● **Activity 1**: In the passage about the portable microscope, rewrite the stretch from "Eighteen months ago, Andy" through "Cost? Only $220.00.", swapping "lightweight" for "light".
● **Activity 2**: In the passage about the portable microscope, what did Miller's working model use for illumination?
● **Activity 3**: Pick up the passage about the portable microscope where it stops and keep writing it.

Eighteen months ago, Andy Miller, a senior at Rice University in Houston, used common parts to invent a lightweight, portable microscope. Battery-operated and weighing only 2 and 1/2 pounds, it has been shown to perform as successful in diagnosing tuberculosis as $40,000 microscopes in hospitals. Cost? Only $220.00.
Carried on site, this low-tech, portable invention will give healthcare workers in developing countries the ability to diagnose disease much faster.
Miller's Story
Miller, a bioengineering student, had spent a year in Barcelona. When he returned to Rice, he asked a professor for a design project. Since a team at Rice had been working on a "backpack diagnostic lab," he was asked to build a microscope that could take rough handling, be small enough to fit in a backpack, yet still have the magnification required for diagnostic use. A plus would be if he could make it cheap.
He took the assignment to heart and succeeded in all areas. His working model used flashlights for illumination. The hard plastic shell had a 3D printer and a shelf for a cell phone to slide and capture images to email to labs. The result? The Global Focus Microscope.

Referring expression data:
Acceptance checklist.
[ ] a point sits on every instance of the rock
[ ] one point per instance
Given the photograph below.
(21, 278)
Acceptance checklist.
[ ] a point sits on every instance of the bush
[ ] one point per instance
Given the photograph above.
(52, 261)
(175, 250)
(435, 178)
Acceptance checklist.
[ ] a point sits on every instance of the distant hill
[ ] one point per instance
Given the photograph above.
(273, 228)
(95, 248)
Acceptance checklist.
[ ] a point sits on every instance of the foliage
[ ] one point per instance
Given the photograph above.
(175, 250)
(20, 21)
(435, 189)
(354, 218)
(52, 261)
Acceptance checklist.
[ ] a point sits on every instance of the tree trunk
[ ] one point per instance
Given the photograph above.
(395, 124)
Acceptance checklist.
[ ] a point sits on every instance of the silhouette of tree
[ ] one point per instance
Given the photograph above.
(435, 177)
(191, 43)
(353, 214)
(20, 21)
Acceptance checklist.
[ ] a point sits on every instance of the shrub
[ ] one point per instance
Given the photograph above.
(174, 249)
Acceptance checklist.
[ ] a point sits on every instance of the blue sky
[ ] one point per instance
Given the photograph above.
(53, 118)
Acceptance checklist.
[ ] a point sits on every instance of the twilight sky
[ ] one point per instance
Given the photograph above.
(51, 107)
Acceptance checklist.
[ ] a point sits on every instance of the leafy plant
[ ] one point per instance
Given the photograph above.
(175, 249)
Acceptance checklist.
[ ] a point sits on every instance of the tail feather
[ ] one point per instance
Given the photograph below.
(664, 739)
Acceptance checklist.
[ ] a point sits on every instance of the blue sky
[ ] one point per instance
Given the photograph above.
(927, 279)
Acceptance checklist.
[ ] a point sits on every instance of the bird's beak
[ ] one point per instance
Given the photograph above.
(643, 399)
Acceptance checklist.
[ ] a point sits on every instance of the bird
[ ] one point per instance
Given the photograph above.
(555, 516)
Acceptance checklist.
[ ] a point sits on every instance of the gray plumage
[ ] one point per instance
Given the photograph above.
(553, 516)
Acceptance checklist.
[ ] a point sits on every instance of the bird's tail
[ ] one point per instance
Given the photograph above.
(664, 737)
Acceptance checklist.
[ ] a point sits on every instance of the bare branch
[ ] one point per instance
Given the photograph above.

● **Exercise answer 1**:
Eighteen months ago, Andy Miller, a senior at Rice University in Houston, used common parts to invent a light, portable microscope. Battery-operated and weighing only 2 and 1/2 pounds, it has been shown to perform as successful in diagnosing tuberculosis as $40,000 microscopes in hospitals. Cost? Only $220.00.

● **Exercise answer 2**: Flashlights.

● **Exercise answer 3**:
World Implications
Small enough to fit in a lunch box and with 5 screws to attach the shell to the body, it magnifies 1000 times. When tested, it had a 98.4 percent success rate compared to a hospital's sophisticated instruments.
In countries where adequate healthcare and testing facilities can be great distances from towns and villages, this microscope will allow people to be tested and treated much sooner. Since more than a million people die of TB each year in Africa, Asia, and South America, this microscope may prove to be a miracle that can mean the difference between life and death.
Takeaway Truth
Miller didn't name his invention, currently in production, the Miracle Microscope, but perhaps he should have.